Quoted passage —
Geometry Word Problems
The geometry problems in this set involve lines, angles, triangles, rectangles, squares, and circles. You will learn how to find length, perimeter, area, circumference, and volume, and how you can apply geometry to everyday problems.
- Mark intends to tile a kitchen floor, which is 9 ft by 11 ft. How many 6-inch tiles are needed to tile the floor?
- 60
- 99
- 396
- 449
- A framed print measures 36 in by 22 in. If the print is enclosed by a 2-inch matting, what is the length of the diagonal of the print? Round to the nearest tenth. See illustration.
- 36.7 in
- 39.4 in
- 26.5 in
- 50 in
- A 20-foot light post casts a shadow 25 feet long. At the same time, a building nearby casts a shadow 60 feet long. How tall is the building?
- 48 ft
- 75 ft
- 8 ft
- 95 ft
- Barbara is wrapping a wedding gift that is contained within a rectangular box 20 in by 18 in by 4 in. How much wrapping paper will she need?
- 512 in^{2}
- 1,440 in^{2}
- 1,024 in^{2}
- 92 in^{2}
- Mark is constructing a walkway around his inground pool. The pool is 20 ft by 40 ft and the walkway is intended to be 4 ft wide. What is the area of the walkway?
- 224 ft^{2}
- 416 ft^{2}
- 256 ft^{2}
- 544 ft^{2}
- The picture frame shown below has outer dimensions of 8 in by 10 in and inner dimensions of 6 in by 8 in. Find the area of section A of the frame.
- 18 in^{2}
- 14 in^{2}
- 7 in^{2}
- 9 in^{2}
For questions 7 and 8, use the following illustration.
- John is planning to purchase an irregularly shaped plot of land. Referring to the diagram, find the total area of the land.
- 6,400 m^{2}
- 5,200 m^{2}
- 4,500 m^{2}
- 4,600 m^{2}
- Using the same illustration, determine the perimeter of the plot of land.
- 260 m
- 340 m
- 360 m
- 320 m
- A weather vane is mounted on top of an 18 ft pole. If a 22 ft guy wire is staked to the ground to keep the pole perpendicular, how far is the stake from the base of the pole?
- 160 ft
- 38 ft
- A surveyor is hired to measure the width of a river. Using the illustration provided, determine the width of the river.
- 48 ft
- 8 ft
- 35 ft
- 75 ft
- A publishing company is designing a book jacket for a newly published textbook. Find the area of the book jacket, given that the front cover is 8 in wide by 11 in high, the binding is 1.5 in by 11 in and the jacket will extend 2 inches inside the front and rear covers.
- 236.5 in^{2}
- 192.5 in^{2}
- 188 in^{2}
- 232 in^{2}
- A Norman window is to be installed in a new home. Using the dimensions marked on the illustration, find the area of the window to the nearest tenth of an inch. (π = 3.14)
- 2,453.3 in^{2}
- 2,806.5 in^{2}
- 147.1 in^{2}
- 2,123.6 in^{2}
- A surveyor is hired to measure the distance of the opening of a bay. Using the illustration and various measurements determined on land, find the distance of the opening of the bay.
- 272.7 yds
- 82.5 yds
- 27.5 yds
- 205 yds
- A car is initially 200 meters due west of a roundabout (traffic circle). If the car travels to the roundabout, continues halfway around the circle, exits due east, then travels an additional 160 meters, what is the total distance the car has traveled? Refer to diagram.

Extracted information —

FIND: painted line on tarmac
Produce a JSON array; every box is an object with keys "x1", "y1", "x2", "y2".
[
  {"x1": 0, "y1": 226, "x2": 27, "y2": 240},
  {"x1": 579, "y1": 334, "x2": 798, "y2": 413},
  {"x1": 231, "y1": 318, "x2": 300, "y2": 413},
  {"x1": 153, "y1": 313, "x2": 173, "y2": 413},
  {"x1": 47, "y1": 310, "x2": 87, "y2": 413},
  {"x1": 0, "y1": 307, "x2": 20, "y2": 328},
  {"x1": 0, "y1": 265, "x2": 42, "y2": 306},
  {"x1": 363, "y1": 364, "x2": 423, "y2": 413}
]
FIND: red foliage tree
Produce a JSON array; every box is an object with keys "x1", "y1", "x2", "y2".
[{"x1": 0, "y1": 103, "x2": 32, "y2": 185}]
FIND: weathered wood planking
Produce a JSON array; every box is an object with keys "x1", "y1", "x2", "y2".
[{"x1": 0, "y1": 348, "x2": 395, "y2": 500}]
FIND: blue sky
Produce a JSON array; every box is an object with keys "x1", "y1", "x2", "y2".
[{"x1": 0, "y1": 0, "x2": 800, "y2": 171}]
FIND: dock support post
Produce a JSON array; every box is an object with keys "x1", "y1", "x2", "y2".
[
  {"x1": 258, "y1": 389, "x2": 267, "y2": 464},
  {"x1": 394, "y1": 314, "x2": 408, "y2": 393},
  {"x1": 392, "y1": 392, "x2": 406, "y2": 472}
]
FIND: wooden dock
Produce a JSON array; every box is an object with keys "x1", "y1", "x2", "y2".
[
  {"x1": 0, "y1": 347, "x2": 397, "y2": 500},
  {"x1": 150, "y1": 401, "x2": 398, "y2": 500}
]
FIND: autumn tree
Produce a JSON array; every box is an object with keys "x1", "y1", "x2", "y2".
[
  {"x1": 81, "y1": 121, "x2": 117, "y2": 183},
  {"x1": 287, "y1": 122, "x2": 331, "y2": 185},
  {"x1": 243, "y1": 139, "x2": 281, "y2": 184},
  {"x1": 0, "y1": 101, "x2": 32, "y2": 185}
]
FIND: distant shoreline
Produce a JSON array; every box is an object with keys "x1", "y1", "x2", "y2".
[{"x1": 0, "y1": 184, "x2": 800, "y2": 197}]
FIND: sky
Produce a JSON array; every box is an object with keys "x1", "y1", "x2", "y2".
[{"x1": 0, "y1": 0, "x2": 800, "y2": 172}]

Problem to work on —
From the introduction of the geometry word problems text above, list every quantity it says you will learn how to find.

Task answer —
Length, perimeter, area, circumference, and volume.